• **Selected extract**

Rclone

What is it?

Rclone is a program to manage files on cloud storage. It is a feature-rich alternative to cloud vendors' web storage interfaces. Over 40 cloud storage products support rclone including S3 object stores, business & consumer file storage services, as well as standard transfer protocols.

Users call rclone "The Swiss army knife of cloud storage", and "Technology indistinguishable from magic".

Rclone really looks after your data. It preserves timestamps and verifies checksums at all times. Transfers over limited bandwidth; intermittent connections, or subject to quota can be restarted, from the last good file transferred. You can check the integrity of your files. Where possible, rclone employs server-side transfers to minimize local bandwidth use and transfers from one provider to another without using local disk.

Rclone is mature, open-source software originally inspired by rsync and written in Go. The friendly support community is familiar with varied use cases.

The implementation described here is a containerized version of Rclone to run on OpenShift, alongside or integrated within ODH/RHOAI.

• **Data extract**
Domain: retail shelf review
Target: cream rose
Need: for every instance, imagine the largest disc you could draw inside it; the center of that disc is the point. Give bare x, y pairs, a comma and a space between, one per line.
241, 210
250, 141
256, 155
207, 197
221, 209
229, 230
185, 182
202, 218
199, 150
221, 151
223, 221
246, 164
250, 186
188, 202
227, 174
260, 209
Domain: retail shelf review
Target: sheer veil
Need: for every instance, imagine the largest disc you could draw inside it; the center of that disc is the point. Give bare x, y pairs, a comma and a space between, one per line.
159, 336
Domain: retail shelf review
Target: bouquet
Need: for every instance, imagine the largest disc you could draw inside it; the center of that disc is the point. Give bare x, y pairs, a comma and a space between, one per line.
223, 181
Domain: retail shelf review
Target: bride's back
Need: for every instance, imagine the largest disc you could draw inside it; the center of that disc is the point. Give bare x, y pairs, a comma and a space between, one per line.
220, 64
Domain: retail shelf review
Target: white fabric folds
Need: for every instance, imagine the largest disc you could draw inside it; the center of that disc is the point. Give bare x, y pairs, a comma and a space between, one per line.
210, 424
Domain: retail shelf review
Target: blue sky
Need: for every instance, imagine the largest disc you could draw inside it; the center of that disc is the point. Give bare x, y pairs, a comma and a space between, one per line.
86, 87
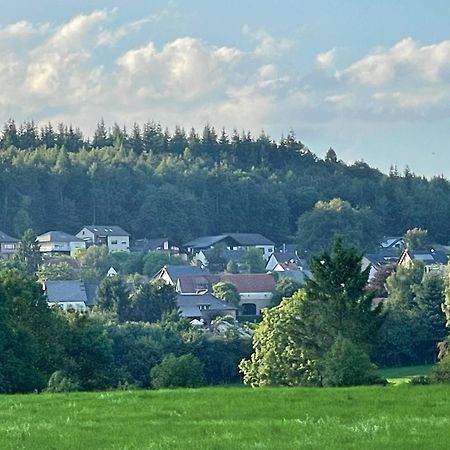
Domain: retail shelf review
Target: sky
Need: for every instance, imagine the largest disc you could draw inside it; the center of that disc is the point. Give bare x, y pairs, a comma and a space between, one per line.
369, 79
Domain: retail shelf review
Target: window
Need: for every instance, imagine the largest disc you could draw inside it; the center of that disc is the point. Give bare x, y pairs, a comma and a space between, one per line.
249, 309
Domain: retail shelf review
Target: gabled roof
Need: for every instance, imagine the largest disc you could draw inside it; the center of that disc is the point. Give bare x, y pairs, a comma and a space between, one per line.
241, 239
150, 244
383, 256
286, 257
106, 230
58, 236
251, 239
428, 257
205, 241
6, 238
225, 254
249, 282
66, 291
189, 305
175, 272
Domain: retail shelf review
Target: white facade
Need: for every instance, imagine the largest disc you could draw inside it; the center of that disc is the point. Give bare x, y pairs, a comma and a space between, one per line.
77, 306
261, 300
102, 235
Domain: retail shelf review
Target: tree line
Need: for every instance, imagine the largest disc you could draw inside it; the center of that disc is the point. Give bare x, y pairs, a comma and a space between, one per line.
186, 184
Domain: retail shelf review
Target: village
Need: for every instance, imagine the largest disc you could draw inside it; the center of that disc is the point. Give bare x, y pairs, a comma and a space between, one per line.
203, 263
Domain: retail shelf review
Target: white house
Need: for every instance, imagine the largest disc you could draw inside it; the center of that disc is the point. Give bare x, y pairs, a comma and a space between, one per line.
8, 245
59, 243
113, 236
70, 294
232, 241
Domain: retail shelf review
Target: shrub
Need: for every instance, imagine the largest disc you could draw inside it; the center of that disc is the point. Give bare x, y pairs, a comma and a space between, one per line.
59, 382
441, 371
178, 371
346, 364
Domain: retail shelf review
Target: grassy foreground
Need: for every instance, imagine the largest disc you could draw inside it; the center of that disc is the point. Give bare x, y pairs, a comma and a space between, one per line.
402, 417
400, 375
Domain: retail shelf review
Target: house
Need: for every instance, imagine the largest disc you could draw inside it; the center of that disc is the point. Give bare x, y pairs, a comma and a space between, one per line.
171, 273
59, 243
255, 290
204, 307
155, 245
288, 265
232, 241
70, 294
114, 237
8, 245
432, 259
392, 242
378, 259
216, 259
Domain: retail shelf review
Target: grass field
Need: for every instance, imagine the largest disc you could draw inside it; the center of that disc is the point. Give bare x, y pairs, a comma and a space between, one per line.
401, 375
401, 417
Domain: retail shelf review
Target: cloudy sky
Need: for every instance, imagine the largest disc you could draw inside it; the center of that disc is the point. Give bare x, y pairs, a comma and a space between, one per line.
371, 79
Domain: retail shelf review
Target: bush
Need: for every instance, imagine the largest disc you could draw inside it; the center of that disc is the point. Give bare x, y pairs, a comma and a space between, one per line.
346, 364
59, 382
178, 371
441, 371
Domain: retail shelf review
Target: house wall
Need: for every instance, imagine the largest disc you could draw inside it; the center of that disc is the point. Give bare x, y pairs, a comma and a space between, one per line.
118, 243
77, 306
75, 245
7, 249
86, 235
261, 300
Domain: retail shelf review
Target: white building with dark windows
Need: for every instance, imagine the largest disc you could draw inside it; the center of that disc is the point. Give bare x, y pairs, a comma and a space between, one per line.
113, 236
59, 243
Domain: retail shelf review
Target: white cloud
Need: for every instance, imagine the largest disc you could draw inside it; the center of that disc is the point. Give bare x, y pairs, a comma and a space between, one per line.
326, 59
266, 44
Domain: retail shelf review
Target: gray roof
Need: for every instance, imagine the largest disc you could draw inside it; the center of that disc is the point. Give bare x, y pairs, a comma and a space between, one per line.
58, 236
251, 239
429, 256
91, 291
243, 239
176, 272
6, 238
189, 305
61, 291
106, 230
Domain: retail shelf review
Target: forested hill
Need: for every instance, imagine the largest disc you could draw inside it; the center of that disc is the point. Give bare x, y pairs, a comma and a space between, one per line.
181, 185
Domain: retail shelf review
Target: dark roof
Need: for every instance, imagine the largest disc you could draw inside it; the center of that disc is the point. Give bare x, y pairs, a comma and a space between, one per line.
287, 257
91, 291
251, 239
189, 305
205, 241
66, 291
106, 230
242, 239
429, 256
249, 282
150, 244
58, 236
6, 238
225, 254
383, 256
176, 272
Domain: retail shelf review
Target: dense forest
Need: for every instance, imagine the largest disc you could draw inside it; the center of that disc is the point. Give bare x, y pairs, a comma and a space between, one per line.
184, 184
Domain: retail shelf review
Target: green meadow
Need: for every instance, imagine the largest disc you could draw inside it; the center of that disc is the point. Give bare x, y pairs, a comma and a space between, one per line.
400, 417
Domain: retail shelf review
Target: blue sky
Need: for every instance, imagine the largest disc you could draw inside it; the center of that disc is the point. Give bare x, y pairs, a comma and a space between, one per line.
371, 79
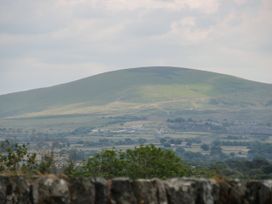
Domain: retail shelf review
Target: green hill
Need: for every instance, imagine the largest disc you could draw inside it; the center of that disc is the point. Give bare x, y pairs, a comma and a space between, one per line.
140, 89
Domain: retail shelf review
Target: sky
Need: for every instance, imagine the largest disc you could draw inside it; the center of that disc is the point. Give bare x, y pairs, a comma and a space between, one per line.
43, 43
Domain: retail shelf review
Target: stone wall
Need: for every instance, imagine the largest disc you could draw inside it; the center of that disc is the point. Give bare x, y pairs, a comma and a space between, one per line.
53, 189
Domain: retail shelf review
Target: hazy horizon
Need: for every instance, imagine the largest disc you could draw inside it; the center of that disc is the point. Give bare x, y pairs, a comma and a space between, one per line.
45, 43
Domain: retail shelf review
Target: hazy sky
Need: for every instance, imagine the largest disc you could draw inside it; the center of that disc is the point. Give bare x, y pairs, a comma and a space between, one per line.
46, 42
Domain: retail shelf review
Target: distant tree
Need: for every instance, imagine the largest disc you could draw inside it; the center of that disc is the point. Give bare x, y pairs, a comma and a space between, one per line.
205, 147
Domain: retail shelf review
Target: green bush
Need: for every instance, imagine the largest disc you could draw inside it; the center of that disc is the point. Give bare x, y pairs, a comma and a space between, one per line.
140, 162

==

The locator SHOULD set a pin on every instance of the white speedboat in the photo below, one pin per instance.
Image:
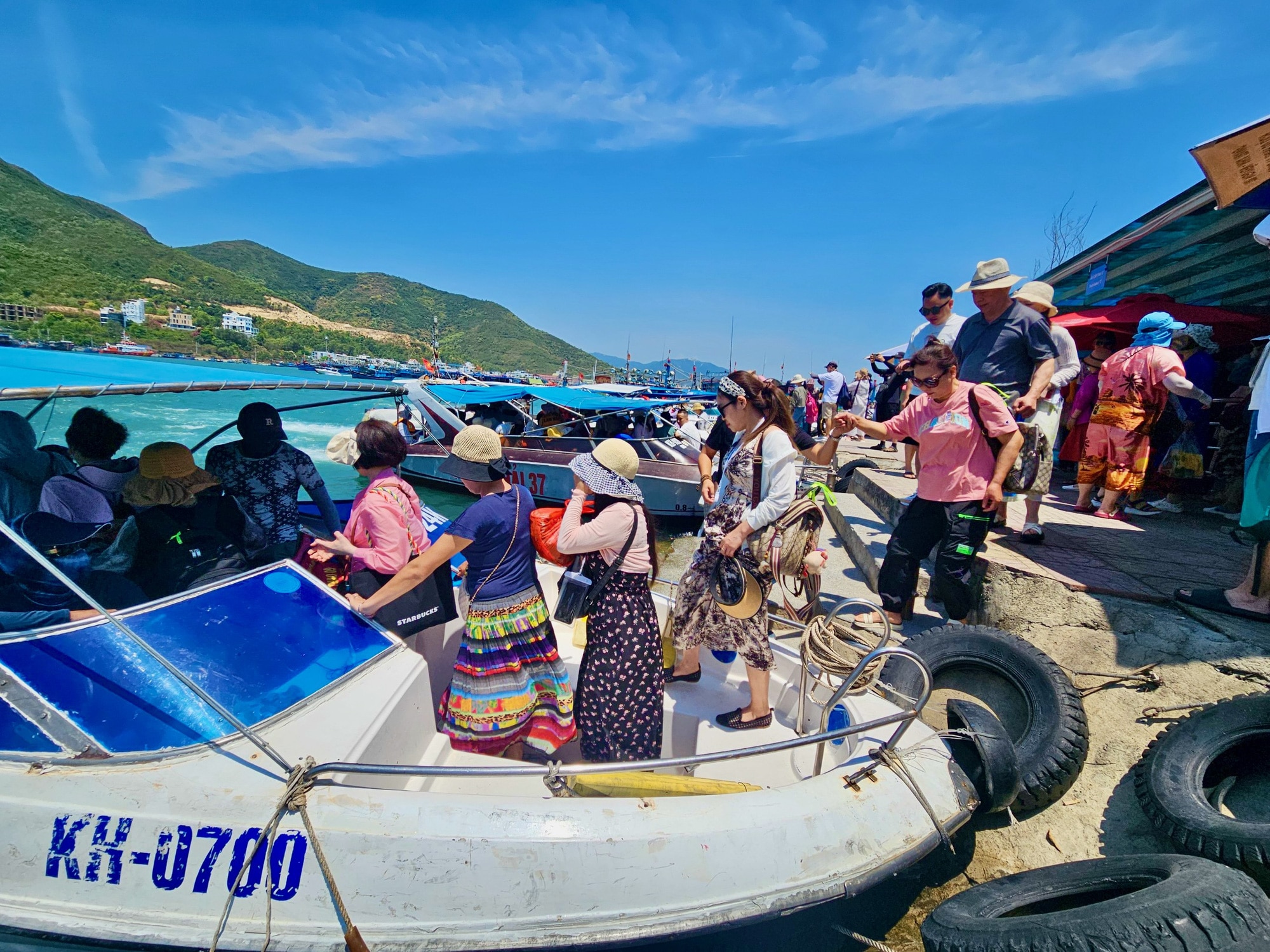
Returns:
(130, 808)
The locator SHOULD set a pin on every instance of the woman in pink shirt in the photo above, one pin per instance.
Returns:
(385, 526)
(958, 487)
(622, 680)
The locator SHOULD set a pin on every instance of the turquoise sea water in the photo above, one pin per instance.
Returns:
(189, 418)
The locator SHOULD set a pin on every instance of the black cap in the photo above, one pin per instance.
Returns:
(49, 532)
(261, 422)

• **Exercises to complete**
a) From the Rclone page, return the passage from "What is it?" up to and including "using local disk.", copied word for word.
b) Answer these questions using the Rclone page:
(i) How many cloud storage products support rclone?
(ii) In what programming language is rclone written?
(iii) On what platform is the containerized version described built to run?
The listing is separate material from the Rclone page.

• **Complete answers**
a)
What is it?

Rclone is a program to manage files on cloud storage. It is a feature-rich alternative to cloud vendors' web storage interfaces. Over 40 cloud storage products support rclone including S3 object stores, business & consumer file storage services, as well as standard transfer protocols.

Users call rclone "The Swiss army knife of cloud storage", and "Technology indistinguishable from magic".

Rclone really looks after your data. It preserves timestamps and verifies checksums at all times. Transfers over limited bandwidth; intermittent connections, or subject to quota can be restarted, from the last good file transferred. You can check the integrity of your files. Where possible, rclone employs server-side transfers to minimize local bandwidth use and transfers from one provider to another without using local disk.

b)
(i) Over 40
(ii) Go
(iii) OpenShift